The ‘simdec_visualization’ function has numerous optional arguments that can be used to polish the outlook of the results, tune and play with the decomposition set-up.
Here is how you can create a custom decomposition
order_of_variables_m <- c(0, 2, 1, 0) # Specifying the order of variables for decomposition,
# use 0 to exclude. In this example, we set that the
# third input variable to be used first, and then
# the second variable.
number_of_states_m <- c(0, 3, 2, 0) # Specifying the number of states for each variable. The
# position corresponds to the original order of inputs.
state_boundaries_m <- matrix(c(NA, min(inputs[,2]), min(inputs[,3]), # Specifying numeric thresholds for every state
NA, NA, 100, 657.5, NA,
NA, 650, max(inputs[,3]),
NA, NA, max(inputs[,2]), NA, NA),
nrow = max(number_of_states_m)+1,
ncol = length(order_of_variables_m),
byrow = TRUE)
main_colors_m <- c('#8c5eff', '#ffe252', '#0dd189') # Specifying the main colors to be used
custom_vis <- simdec_visualization(output, inputs, SI, # Storing the results in an object called "custom_vis"
order_of_variables = order_of_variables_m,
number_of_states = number_of_states_m,
state_boundaries = state_boundaries_m,
main_colors = main_colors_m)
print(custom_vis$simdec_plot) # Viewing the plot
#custom_vis$legend_table # un-comment and run
Adding option plot_type = “Boxplot” in the ‘simdec_visualization’ function displays the results in the form of boxplot instead of stacked histogram.
vis_boxplot <- simdec_visualization(output, inputs, SI, plot_type = "Boxplot")
print(vis_boxplot$box_plot)
# vis_boxplot$legend_table # un-comment and run
The boxplot visualization presents exactly the same decomposition and contains the same scenarios, color-coded in the same way as in the stacked histogram.
A boxplot is handy when some scenarios have little data and are poorly visible on the histogram.
If relationship between two output variables is in question, the ‘simdec_visualization’ function can build a scatter plot with two corresponding histograms on the top and right side, all decomposed and colored by the logic created for the main output variable.
To create the scatterhist one needs to specify the second output variable for the argument ‘otput_2’, additional optional arguments include ‘Scatter_Fraction’, which defines how many dots are shown on the scatter plot (1 - all, 0.5 - every second). For other optional arguments run ‘?simdec_visualization’.
data("example_data_2")
output_1 <- example_data_2[, 1]
output_2 <- example_data_2[, 2]
inputs <- example_data_2[, 3:10]
sen <- sensitivity_indices(output, inputs)
SI <- sen$SI
# un-comment and run
# vis_scatterhist <- simdec_visualization(output_1, inputs, SI, output_2, Scatter_Fraction = 0.005)

__________________________________________________

» **DIRECTIVE A**: Please lay out every line of the records below as a numbered list, skipping blank lines and omitting the pictures.

__________________________________________________

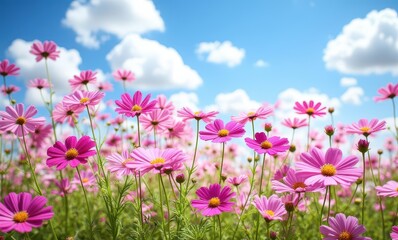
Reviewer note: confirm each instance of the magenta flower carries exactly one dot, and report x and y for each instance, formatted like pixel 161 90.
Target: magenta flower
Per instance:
pixel 146 160
pixel 132 107
pixel 15 120
pixel 270 208
pixel 389 92
pixel 310 109
pixel 388 190
pixel 81 81
pixel 45 50
pixel 7 69
pixel 218 133
pixel 262 113
pixel 262 144
pixel 73 152
pixel 342 227
pixel 329 169
pixel 366 127
pixel 213 200
pixel 21 213
pixel 187 114
pixel 124 75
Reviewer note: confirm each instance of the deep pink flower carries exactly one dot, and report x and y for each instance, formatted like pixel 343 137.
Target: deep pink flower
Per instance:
pixel 213 200
pixel 124 75
pixel 147 159
pixel 388 190
pixel 366 127
pixel 21 213
pixel 262 113
pixel 84 78
pixel 135 106
pixel 45 50
pixel 329 169
pixel 272 146
pixel 270 208
pixel 187 114
pixel 219 133
pixel 310 109
pixel 389 92
pixel 342 227
pixel 7 69
pixel 21 123
pixel 73 152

__________________________________________________

» **DIRECTIVE B**:
Answer these questions from the text on the 'simdec_visualization' function, marking each answer as its question is marked:
(i) Which option, added to the function, shows the results as a boxplot instead of a stacked histogram?
(ii) When does the text say a boxplot is handy?
(iii) What does the 'Scatter_Fraction' argument define?

» **CORRECT RESULT A**:
1. Reviewer note: confirm each instance of the magenta flower carries exactly one dot, and report x and y for each instance, formatted like pixel 161 90.
2. Target: magenta flower
3. Per instance:
4. pixel 146 160
5. pixel 132 107
6. pixel 15 120
7. pixel 270 208
8. pixel 389 92
9. pixel 310 109
10. pixel 388 190
11. pixel 81 81
12. pixel 45 50
13. pixel 7 69
14. pixel 218 133
15. pixel 262 113
16. pixel 262 144
17. pixel 73 152
18. pixel 342 227
19. pixel 329 169
20. pixel 366 127
21. pixel 213 200
22. pixel 21 213
23. pixel 187 114
24. pixel 124 75
25. Reviewer note: confirm each instance of the deep pink flower carries exactly one dot, and report x and y for each instance, formatted like pixel 343 137.
26. Target: deep pink flower
27. Per instance:
28. pixel 213 200
29. pixel 124 75
30. pixel 147 159
31. pixel 388 190
32. pixel 366 127
33. pixel 21 213
34. pixel 262 113
35. pixel 84 78
36. pixel 135 106
37. pixel 45 50
38. pixel 329 169
39. pixel 272 146
40. pixel 270 208
41. pixel 187 114
42. pixel 219 133
43. pixel 310 109
44. pixel 389 92
45. pixel 342 227
46. pixel 7 69
47. pixel 21 123
48. pixel 73 152

» **CORRECT RESULT B**:
(i) plot_type = "Boxplot"
(ii) When some scenarios have little data and are poorly visible on the histogram.
(iii) How many dots are shown on the scatter plot (1 for all, 0.5 for every second).